▸ **Source document**:
## BEGIN
# LFTS 11/4/2020



## up520 (Jan 25, 2008)

Stayed up all night - watching results
hoping arrows fly true and trails are red
T-11 days till I'm in the YOOP for first sit with little bro

Hope OGB is back and not still standing on line to vote

Stay safe and harness up


----------



## MichiFishy (Sep 17, 2019)

Well, I'm finally able to join again. Ended up burning a day and a half of my vacation to work a deal on a new to me truck. Got it all wrapped up yesterday, now I can turn my head back to deer. Gear is loaded, waiting on coffee for the thermos and I'll be on my way. Gonna harass the public land deer again today.

Good luck everyone.


----------



## stickbow shooter (Dec 19, 2010)

Heading out in a few,good luck everyone.


----------



## johnhunter247 (Mar 12, 2011)

At the truck getting dressed. Not sure if I should wear hunting clothes or shorts and flip flops. Hell of a time for Indian summer. The two weeks I look most forward to every year. I just want prime weather for the sport. Is that too much to ask? I feel really sorry for the guys that are on a paid hunt. Let’s hope this weather doesn’t lock the deer down. On the bright side this warm front means there is a cold front in our future. Good luck to everyone getting after it in this heat wave!


Sent from my iPhone using Tapatalk


----------



## U of M Fan (May 8, 2005)

I hate this warm weather. Cold front next week. Gotta a mile walk. Good luck guys.


----------



## Zig Zag (Apr 28, 2020)

up520 said:


> Stayed up all night - *watching results*


Still a little early, but it's not looking good for Kayne.

:lol:


----------



## Shawnxbow (Sep 29, 2020)

Good luck everyone stay safe. I have Friday and Monday off. Not sure what to think about the warm weather enjoy sitting in the stand but will deer move?


Sent from my iPhone using Michigan Sportsman mobile app


----------



## MichiFishy (Sep 17, 2019)

I am fully ensconsed in the future site of a deer brothel, lets hope!


----------



## dewy6068 (Jan 5, 2010)

Heading to the stand now. Good luck! 


Sent from my iPhone using Michigan Sportsman


----------



## Carpmaster (Apr 1, 2004)

Good luck everyone. Off work today and tomorrow to hopefully get it done!


----------



## IT.Fisherman (Aug 10, 2012)

In the stand and set up since 6am, washtenaw county. Good luck everyone!


----------



## On Target (Jun 10, 2007)

In the climber in a new tree, let's get it done.


----------



## Bowhunt (Jul 27, 2010)

Good luck today everyone. I hope to be out tonight with my son. I have to take care of the deer I shot yesterday and get some things around the house finished up. Shoot straight, stay safe.
## END
▸ **Source data**:
## BEGIN
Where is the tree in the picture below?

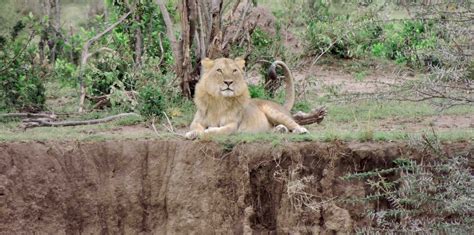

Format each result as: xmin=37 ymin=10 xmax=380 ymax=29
## END
▸ **What to work on**:
Write the next few posts of the LFTS 11/4/2020 deer hunting forum thread, picking up after its last post. The data above plays no part in what follows.

▸ **Reply**:
----------



## sureshot006 (Sep 8, 2010)

Almost had to wear sunglasses to get to the stand with such a bright moon.


----------



## sniper (Sep 2, 2005)

Myself and the kid are in. The kid has already seen a buck and a doe in the moonlight. Hopefully that’s a good sign. Good luck all


Sent from my iPhone using Michigan Sportsman


----------



## sureshot006 (Sep 8, 2010)

Just heard a grunt


----------



## On Target (Jun 10, 2007)

Just had one walk by 15 yards nose to ground. Big body, to dark to see antlers. Why couldn't it have been 20 minutes later.


----------



## Street (Nov 1, 2017)

Good luck today! Bright moon on the walk in. Sitting a new piece that I scouted this spring. Has potential for travel corridor between a hillside and oak trees next to a pond. GT County Public. Love it!


----------



## sureshot006 (Sep 8, 2010)

Saw a bow to the antlers and he stood broadside. Looked big enough to have backstraps. Been a crazy year and about the first time I got the rush and Ravins gotta eat, too...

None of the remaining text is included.